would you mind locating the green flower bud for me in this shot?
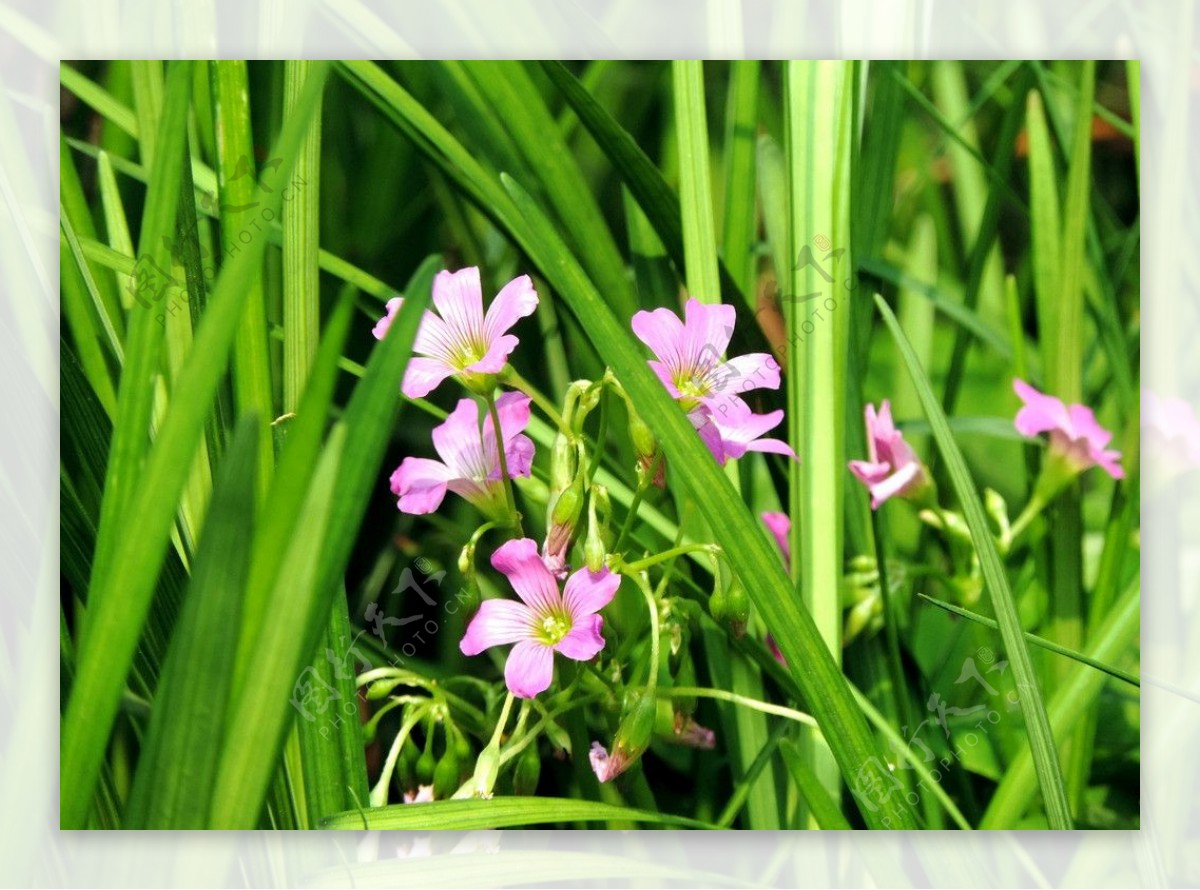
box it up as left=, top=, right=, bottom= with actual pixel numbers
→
left=432, top=747, right=459, bottom=799
left=629, top=411, right=656, bottom=461
left=725, top=580, right=750, bottom=638
left=512, top=742, right=542, bottom=796
left=548, top=431, right=578, bottom=494
left=415, top=745, right=436, bottom=787
left=584, top=484, right=609, bottom=572
left=592, top=691, right=656, bottom=782
left=397, top=733, right=418, bottom=790
left=471, top=743, right=501, bottom=799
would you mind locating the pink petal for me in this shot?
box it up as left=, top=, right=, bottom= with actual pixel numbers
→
left=717, top=352, right=781, bottom=395
left=761, top=512, right=791, bottom=562
left=504, top=639, right=555, bottom=698
left=373, top=297, right=402, bottom=340
left=866, top=461, right=923, bottom=510
left=1067, top=403, right=1112, bottom=449
left=431, top=398, right=486, bottom=478
left=689, top=407, right=728, bottom=464
left=390, top=458, right=454, bottom=514
left=710, top=403, right=787, bottom=461
left=460, top=599, right=536, bottom=655
left=554, top=613, right=606, bottom=661
left=682, top=298, right=735, bottom=371
left=401, top=356, right=457, bottom=400
left=432, top=267, right=486, bottom=346
left=492, top=391, right=533, bottom=440
left=491, top=538, right=563, bottom=615
left=1013, top=379, right=1070, bottom=438
left=465, top=332, right=519, bottom=375
left=1092, top=449, right=1125, bottom=479
left=562, top=566, right=620, bottom=620
left=631, top=307, right=687, bottom=373
left=500, top=434, right=535, bottom=480
left=745, top=436, right=799, bottom=460
left=484, top=274, right=538, bottom=343
left=848, top=458, right=892, bottom=487
left=589, top=741, right=615, bottom=782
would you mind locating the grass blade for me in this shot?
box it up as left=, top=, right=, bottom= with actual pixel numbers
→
left=123, top=415, right=260, bottom=828
left=873, top=291, right=1073, bottom=829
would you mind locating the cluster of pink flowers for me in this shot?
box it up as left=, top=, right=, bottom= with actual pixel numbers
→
left=381, top=275, right=805, bottom=701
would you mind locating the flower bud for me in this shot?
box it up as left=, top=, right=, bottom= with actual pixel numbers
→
left=629, top=411, right=657, bottom=461
left=583, top=484, right=609, bottom=572
left=671, top=713, right=716, bottom=749
left=397, top=733, right=418, bottom=790
left=415, top=744, right=436, bottom=787
left=714, top=559, right=750, bottom=637
left=471, top=743, right=501, bottom=799
left=589, top=691, right=656, bottom=782
left=512, top=743, right=542, bottom=795
left=432, top=746, right=459, bottom=799
left=548, top=430, right=578, bottom=494
left=543, top=474, right=584, bottom=577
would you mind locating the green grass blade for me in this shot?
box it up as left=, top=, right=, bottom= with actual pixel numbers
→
left=502, top=172, right=917, bottom=829
left=60, top=62, right=139, bottom=139
left=980, top=579, right=1138, bottom=828
left=673, top=60, right=721, bottom=303
left=778, top=738, right=852, bottom=830
left=874, top=292, right=1072, bottom=829
left=59, top=62, right=328, bottom=829
left=1055, top=60, right=1095, bottom=403
left=720, top=60, right=760, bottom=299
left=211, top=60, right=276, bottom=497
left=209, top=424, right=346, bottom=828
left=1025, top=89, right=1061, bottom=377
left=917, top=594, right=1139, bottom=688
left=282, top=60, right=324, bottom=412
left=213, top=268, right=431, bottom=827
left=320, top=797, right=714, bottom=830
left=784, top=60, right=851, bottom=822
left=123, top=415, right=260, bottom=828
left=457, top=61, right=638, bottom=320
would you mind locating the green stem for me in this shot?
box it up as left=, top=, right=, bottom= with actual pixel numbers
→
left=487, top=691, right=516, bottom=751
left=655, top=687, right=818, bottom=729
left=621, top=544, right=718, bottom=575
left=484, top=392, right=524, bottom=536
left=614, top=476, right=649, bottom=553
left=639, top=576, right=661, bottom=695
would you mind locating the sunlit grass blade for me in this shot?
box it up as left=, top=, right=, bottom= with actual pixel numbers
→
left=211, top=60, right=276, bottom=496
left=1026, top=88, right=1061, bottom=377
left=320, top=797, right=715, bottom=830
left=784, top=59, right=852, bottom=823
left=720, top=60, right=760, bottom=299
left=123, top=415, right=260, bottom=828
left=874, top=292, right=1073, bottom=829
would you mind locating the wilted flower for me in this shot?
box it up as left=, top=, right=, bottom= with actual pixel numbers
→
left=632, top=298, right=795, bottom=465
left=374, top=267, right=538, bottom=398
left=848, top=400, right=931, bottom=509
left=460, top=538, right=619, bottom=698
left=390, top=392, right=534, bottom=519
left=1013, top=379, right=1124, bottom=479
left=589, top=691, right=656, bottom=782
left=402, top=784, right=434, bottom=804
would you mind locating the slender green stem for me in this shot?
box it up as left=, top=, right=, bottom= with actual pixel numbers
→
left=638, top=575, right=661, bottom=695
left=487, top=692, right=517, bottom=751
left=484, top=392, right=523, bottom=536
left=613, top=453, right=663, bottom=553
left=620, top=544, right=718, bottom=575
left=654, top=687, right=818, bottom=729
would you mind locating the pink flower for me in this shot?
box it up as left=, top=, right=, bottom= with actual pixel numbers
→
left=848, top=401, right=930, bottom=509
left=390, top=392, right=534, bottom=519
left=402, top=784, right=434, bottom=804
left=460, top=538, right=620, bottom=699
left=632, top=298, right=794, bottom=464
left=588, top=741, right=621, bottom=782
left=1012, top=380, right=1124, bottom=479
left=374, top=267, right=538, bottom=399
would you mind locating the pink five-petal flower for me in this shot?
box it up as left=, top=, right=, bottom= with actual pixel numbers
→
left=374, top=267, right=538, bottom=399
left=1012, top=379, right=1124, bottom=479
left=460, top=538, right=620, bottom=699
left=390, top=391, right=534, bottom=519
left=848, top=400, right=930, bottom=509
left=632, top=298, right=790, bottom=464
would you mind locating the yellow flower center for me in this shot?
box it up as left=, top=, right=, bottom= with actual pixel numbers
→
left=538, top=611, right=572, bottom=645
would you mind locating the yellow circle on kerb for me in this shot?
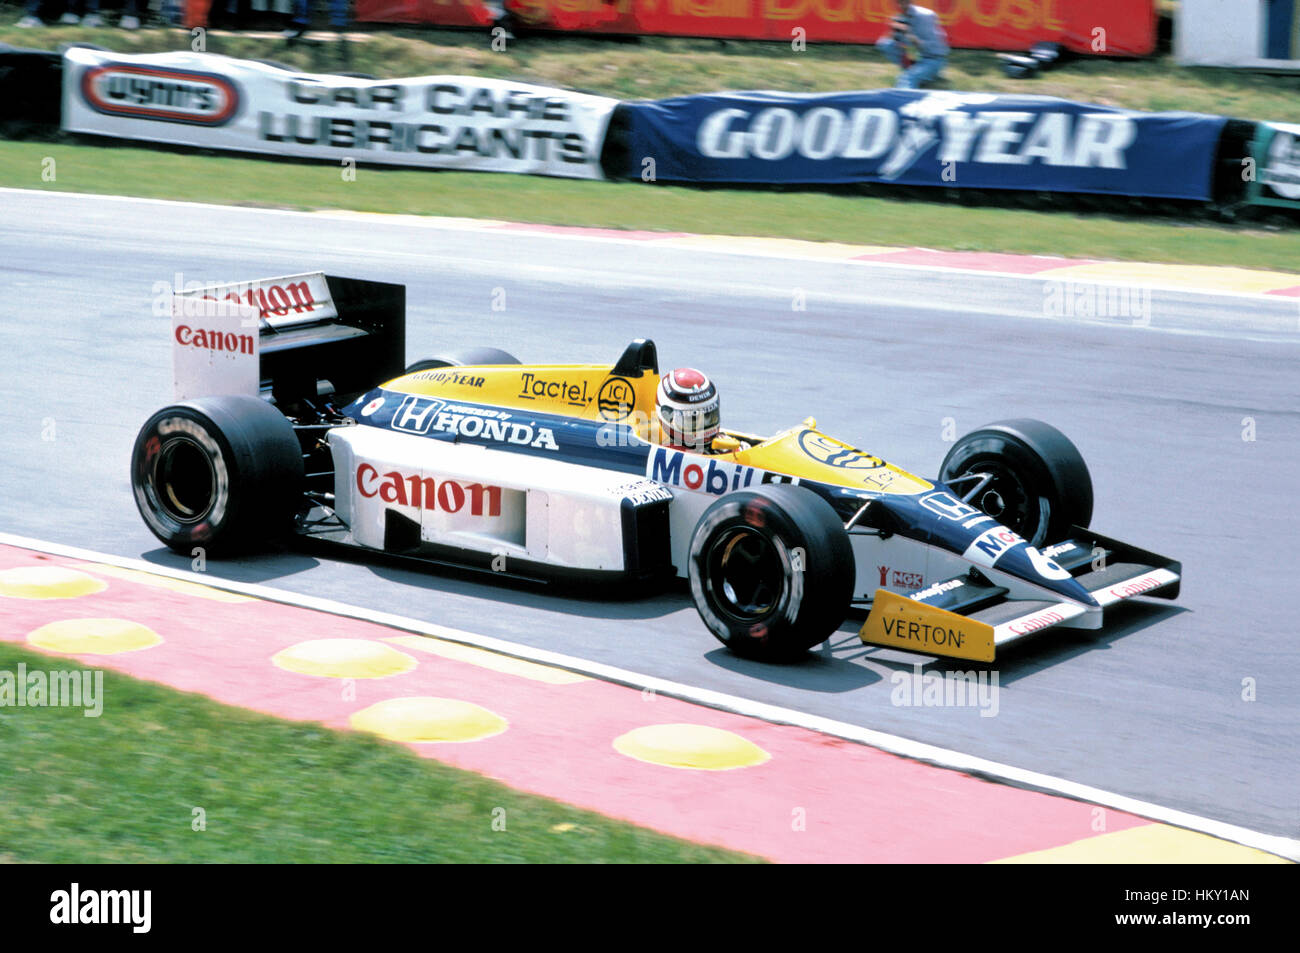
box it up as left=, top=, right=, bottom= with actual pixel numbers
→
left=614, top=724, right=771, bottom=771
left=27, top=618, right=162, bottom=655
left=350, top=697, right=508, bottom=744
left=0, top=566, right=106, bottom=600
left=272, top=639, right=418, bottom=679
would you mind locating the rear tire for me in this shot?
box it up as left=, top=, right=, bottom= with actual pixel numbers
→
left=688, top=484, right=854, bottom=662
left=131, top=395, right=304, bottom=555
left=405, top=347, right=519, bottom=374
left=939, top=419, right=1093, bottom=546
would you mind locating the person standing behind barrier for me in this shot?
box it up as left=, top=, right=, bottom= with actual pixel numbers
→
left=876, top=0, right=949, bottom=90
left=283, top=0, right=349, bottom=38
left=17, top=0, right=144, bottom=28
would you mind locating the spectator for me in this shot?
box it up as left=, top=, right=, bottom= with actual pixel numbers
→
left=59, top=0, right=103, bottom=26
left=876, top=0, right=949, bottom=90
left=283, top=0, right=349, bottom=38
left=16, top=0, right=44, bottom=26
left=17, top=0, right=143, bottom=28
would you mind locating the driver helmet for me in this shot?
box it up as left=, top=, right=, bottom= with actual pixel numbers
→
left=657, top=368, right=720, bottom=450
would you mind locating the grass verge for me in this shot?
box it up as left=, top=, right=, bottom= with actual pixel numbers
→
left=5, top=138, right=1300, bottom=271
left=0, top=641, right=759, bottom=863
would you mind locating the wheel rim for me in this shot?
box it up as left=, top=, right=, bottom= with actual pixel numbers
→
left=153, top=437, right=217, bottom=524
left=706, top=527, right=785, bottom=624
left=957, top=458, right=1041, bottom=540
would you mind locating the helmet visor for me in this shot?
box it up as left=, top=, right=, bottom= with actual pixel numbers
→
left=662, top=404, right=721, bottom=446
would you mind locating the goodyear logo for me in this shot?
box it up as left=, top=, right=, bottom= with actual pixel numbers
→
left=80, top=63, right=240, bottom=126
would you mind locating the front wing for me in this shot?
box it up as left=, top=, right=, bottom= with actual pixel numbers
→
left=859, top=527, right=1181, bottom=662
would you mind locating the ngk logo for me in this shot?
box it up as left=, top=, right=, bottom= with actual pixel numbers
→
left=356, top=464, right=501, bottom=516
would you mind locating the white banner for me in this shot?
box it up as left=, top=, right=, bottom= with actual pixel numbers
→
left=61, top=48, right=618, bottom=179
left=1261, top=122, right=1300, bottom=203
left=1176, top=0, right=1300, bottom=69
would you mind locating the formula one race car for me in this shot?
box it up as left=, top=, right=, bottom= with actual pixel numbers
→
left=132, top=273, right=1181, bottom=663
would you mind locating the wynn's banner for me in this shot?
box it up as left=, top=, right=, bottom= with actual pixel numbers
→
left=60, top=48, right=618, bottom=179
left=357, top=0, right=1157, bottom=56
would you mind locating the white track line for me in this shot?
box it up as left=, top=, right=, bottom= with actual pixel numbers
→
left=4, top=187, right=1300, bottom=307
left=2, top=530, right=1295, bottom=862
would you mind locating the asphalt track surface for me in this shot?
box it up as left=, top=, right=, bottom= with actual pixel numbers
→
left=2, top=189, right=1297, bottom=839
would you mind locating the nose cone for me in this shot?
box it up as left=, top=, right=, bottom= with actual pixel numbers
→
left=989, top=538, right=1100, bottom=607
left=877, top=490, right=1100, bottom=607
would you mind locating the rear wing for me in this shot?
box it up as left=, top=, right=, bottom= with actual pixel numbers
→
left=860, top=526, right=1181, bottom=663
left=171, top=272, right=404, bottom=407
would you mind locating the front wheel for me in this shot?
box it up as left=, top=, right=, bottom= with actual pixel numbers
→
left=688, top=484, right=855, bottom=663
left=130, top=395, right=304, bottom=555
left=939, top=419, right=1093, bottom=547
left=405, top=347, right=519, bottom=375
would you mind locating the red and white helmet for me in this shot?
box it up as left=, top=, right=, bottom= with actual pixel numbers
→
left=657, top=368, right=720, bottom=450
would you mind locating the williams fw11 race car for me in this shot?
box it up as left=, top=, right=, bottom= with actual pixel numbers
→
left=132, top=273, right=1181, bottom=663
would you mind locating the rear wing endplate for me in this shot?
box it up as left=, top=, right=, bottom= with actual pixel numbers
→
left=171, top=272, right=404, bottom=406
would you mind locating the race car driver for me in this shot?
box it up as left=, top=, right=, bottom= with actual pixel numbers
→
left=656, top=368, right=749, bottom=454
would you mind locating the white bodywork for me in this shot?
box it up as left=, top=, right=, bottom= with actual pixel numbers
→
left=329, top=425, right=1100, bottom=612
left=329, top=425, right=668, bottom=572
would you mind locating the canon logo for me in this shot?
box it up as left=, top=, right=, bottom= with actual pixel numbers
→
left=201, top=280, right=319, bottom=319
left=174, top=325, right=254, bottom=354
left=356, top=464, right=502, bottom=516
left=1009, top=610, right=1064, bottom=635
left=1110, top=576, right=1161, bottom=599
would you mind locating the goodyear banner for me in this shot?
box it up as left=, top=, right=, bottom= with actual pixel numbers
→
left=357, top=0, right=1157, bottom=56
left=60, top=48, right=618, bottom=179
left=612, top=89, right=1227, bottom=199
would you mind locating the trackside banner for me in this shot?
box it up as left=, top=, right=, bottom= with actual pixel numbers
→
left=612, top=90, right=1227, bottom=199
left=60, top=48, right=617, bottom=179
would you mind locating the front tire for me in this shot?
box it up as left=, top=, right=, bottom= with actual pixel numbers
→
left=405, top=347, right=519, bottom=374
left=939, top=419, right=1093, bottom=546
left=131, top=395, right=304, bottom=555
left=688, top=484, right=855, bottom=662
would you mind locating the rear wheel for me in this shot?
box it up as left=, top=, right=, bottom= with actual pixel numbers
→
left=939, top=419, right=1092, bottom=547
left=405, top=347, right=519, bottom=374
left=131, top=395, right=304, bottom=555
left=688, top=484, right=854, bottom=662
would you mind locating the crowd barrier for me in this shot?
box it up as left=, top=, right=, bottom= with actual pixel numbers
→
left=0, top=44, right=63, bottom=136
left=1, top=44, right=1294, bottom=214
left=603, top=89, right=1228, bottom=201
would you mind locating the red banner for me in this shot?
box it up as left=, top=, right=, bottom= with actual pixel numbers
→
left=354, top=0, right=1157, bottom=56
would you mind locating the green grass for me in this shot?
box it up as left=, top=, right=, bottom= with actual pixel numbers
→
left=0, top=642, right=759, bottom=862
left=5, top=138, right=1300, bottom=271
left=1, top=9, right=1297, bottom=272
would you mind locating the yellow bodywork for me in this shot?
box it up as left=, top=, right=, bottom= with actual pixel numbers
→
left=388, top=363, right=934, bottom=495
left=859, top=590, right=996, bottom=663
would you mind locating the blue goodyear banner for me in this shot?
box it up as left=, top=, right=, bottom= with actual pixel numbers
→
left=616, top=89, right=1227, bottom=200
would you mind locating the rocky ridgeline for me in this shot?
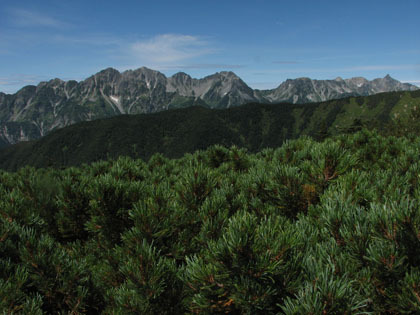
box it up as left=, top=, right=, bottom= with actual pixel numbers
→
left=0, top=67, right=417, bottom=145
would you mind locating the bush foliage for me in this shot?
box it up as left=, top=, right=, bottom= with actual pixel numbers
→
left=1, top=129, right=420, bottom=313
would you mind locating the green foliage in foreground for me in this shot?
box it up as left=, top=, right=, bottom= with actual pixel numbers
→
left=1, top=129, right=420, bottom=313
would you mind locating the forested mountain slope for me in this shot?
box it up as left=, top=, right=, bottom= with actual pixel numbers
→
left=0, top=66, right=416, bottom=145
left=1, top=90, right=419, bottom=171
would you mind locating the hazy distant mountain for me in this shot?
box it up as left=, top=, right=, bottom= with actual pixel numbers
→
left=0, top=67, right=417, bottom=145
left=263, top=75, right=418, bottom=104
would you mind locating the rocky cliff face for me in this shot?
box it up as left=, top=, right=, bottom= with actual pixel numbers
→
left=264, top=75, right=417, bottom=104
left=167, top=71, right=260, bottom=108
left=0, top=67, right=417, bottom=146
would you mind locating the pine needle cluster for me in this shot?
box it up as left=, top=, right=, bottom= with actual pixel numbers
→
left=1, top=129, right=420, bottom=313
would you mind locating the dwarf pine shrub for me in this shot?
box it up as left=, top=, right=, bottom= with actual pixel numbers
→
left=1, top=129, right=420, bottom=313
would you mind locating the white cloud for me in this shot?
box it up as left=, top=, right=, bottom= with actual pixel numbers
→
left=402, top=80, right=420, bottom=87
left=9, top=9, right=68, bottom=28
left=129, top=34, right=215, bottom=65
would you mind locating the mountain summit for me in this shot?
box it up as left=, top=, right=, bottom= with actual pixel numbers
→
left=264, top=75, right=417, bottom=104
left=0, top=68, right=417, bottom=146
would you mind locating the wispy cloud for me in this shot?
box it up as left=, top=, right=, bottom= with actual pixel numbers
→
left=129, top=34, right=216, bottom=65
left=0, top=29, right=223, bottom=74
left=9, top=9, right=69, bottom=28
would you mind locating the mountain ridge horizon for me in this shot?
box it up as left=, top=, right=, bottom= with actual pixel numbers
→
left=0, top=66, right=417, bottom=146
left=2, top=66, right=416, bottom=95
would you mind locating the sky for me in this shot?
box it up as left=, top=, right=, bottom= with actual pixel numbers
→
left=0, top=0, right=419, bottom=94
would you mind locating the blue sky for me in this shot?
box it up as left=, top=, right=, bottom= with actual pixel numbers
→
left=1, top=0, right=419, bottom=94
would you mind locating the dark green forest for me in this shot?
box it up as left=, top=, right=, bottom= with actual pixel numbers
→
left=1, top=89, right=420, bottom=171
left=2, top=128, right=420, bottom=313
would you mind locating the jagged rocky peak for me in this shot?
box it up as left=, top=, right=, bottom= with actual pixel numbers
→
left=37, top=78, right=63, bottom=89
left=171, top=71, right=191, bottom=79
left=265, top=74, right=419, bottom=104
left=374, top=74, right=400, bottom=86
left=170, top=72, right=192, bottom=85
left=345, top=77, right=368, bottom=87
left=49, top=78, right=65, bottom=85
left=128, top=67, right=165, bottom=79
left=1, top=66, right=419, bottom=146
left=371, top=74, right=394, bottom=84
left=201, top=71, right=237, bottom=81
left=124, top=67, right=167, bottom=88
left=166, top=72, right=196, bottom=95
left=94, top=67, right=121, bottom=83
left=371, top=74, right=417, bottom=92
left=97, top=67, right=120, bottom=75
left=14, top=85, right=37, bottom=96
left=215, top=71, right=252, bottom=92
left=208, top=71, right=249, bottom=90
left=346, top=77, right=367, bottom=81
left=218, top=71, right=239, bottom=78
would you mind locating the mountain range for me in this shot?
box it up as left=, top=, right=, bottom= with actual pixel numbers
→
left=0, top=67, right=417, bottom=146
left=1, top=89, right=419, bottom=171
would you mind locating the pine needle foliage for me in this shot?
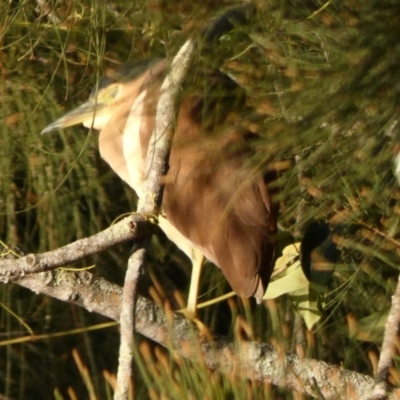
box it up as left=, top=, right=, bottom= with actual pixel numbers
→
left=1, top=0, right=400, bottom=398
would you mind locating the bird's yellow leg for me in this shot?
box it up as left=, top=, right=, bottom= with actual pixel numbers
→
left=195, top=291, right=236, bottom=309
left=185, top=249, right=205, bottom=319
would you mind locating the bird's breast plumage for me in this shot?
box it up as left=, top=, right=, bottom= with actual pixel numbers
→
left=122, top=90, right=147, bottom=197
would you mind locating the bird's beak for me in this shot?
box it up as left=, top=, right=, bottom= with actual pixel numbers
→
left=41, top=100, right=107, bottom=134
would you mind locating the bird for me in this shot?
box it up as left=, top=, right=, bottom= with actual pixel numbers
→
left=42, top=58, right=279, bottom=316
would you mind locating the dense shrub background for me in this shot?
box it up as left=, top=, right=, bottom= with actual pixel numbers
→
left=1, top=1, right=400, bottom=398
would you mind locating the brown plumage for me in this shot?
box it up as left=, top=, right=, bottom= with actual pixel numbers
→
left=42, top=58, right=278, bottom=308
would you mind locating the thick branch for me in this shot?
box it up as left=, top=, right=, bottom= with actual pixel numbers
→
left=4, top=270, right=387, bottom=400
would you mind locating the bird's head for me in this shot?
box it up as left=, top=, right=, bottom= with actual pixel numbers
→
left=41, top=81, right=120, bottom=134
left=41, top=59, right=159, bottom=134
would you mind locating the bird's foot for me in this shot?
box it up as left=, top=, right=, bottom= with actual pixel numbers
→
left=137, top=211, right=159, bottom=225
left=179, top=308, right=212, bottom=339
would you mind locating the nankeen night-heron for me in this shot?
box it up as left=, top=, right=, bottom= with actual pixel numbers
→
left=42, top=58, right=279, bottom=316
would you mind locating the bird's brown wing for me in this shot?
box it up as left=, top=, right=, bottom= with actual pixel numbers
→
left=140, top=64, right=278, bottom=301
left=164, top=122, right=277, bottom=300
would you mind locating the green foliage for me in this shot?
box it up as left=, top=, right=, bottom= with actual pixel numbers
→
left=1, top=0, right=400, bottom=398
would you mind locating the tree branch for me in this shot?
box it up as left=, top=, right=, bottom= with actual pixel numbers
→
left=0, top=215, right=146, bottom=277
left=4, top=269, right=391, bottom=400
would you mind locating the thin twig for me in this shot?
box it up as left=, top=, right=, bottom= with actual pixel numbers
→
left=115, top=249, right=146, bottom=400
left=370, top=273, right=400, bottom=399
left=356, top=219, right=400, bottom=249
left=0, top=215, right=145, bottom=276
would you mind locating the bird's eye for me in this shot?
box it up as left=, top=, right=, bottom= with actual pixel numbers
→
left=90, top=84, right=119, bottom=103
left=102, top=85, right=119, bottom=101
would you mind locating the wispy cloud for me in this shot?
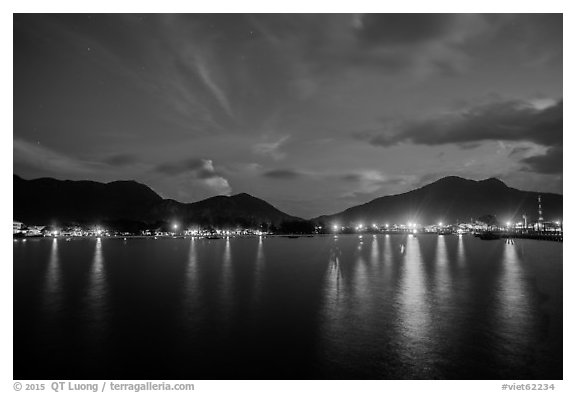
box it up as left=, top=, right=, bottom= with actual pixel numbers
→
left=193, top=55, right=233, bottom=118
left=14, top=139, right=103, bottom=175
left=253, top=135, right=290, bottom=160
left=14, top=139, right=145, bottom=179
left=22, top=15, right=233, bottom=135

================================

• **TASK REQUIREMENTS**: Find all the lines with "wing" in the data and copy them.

• **RESPONSE AREA**:
would you mind locating the front wing for me in this shot?
would you mind locating the rear wing for me in this shot?
would you mind locating the rear wing endplate for me in this shot?
would you mind locating the bird's brown wing for me in this shot?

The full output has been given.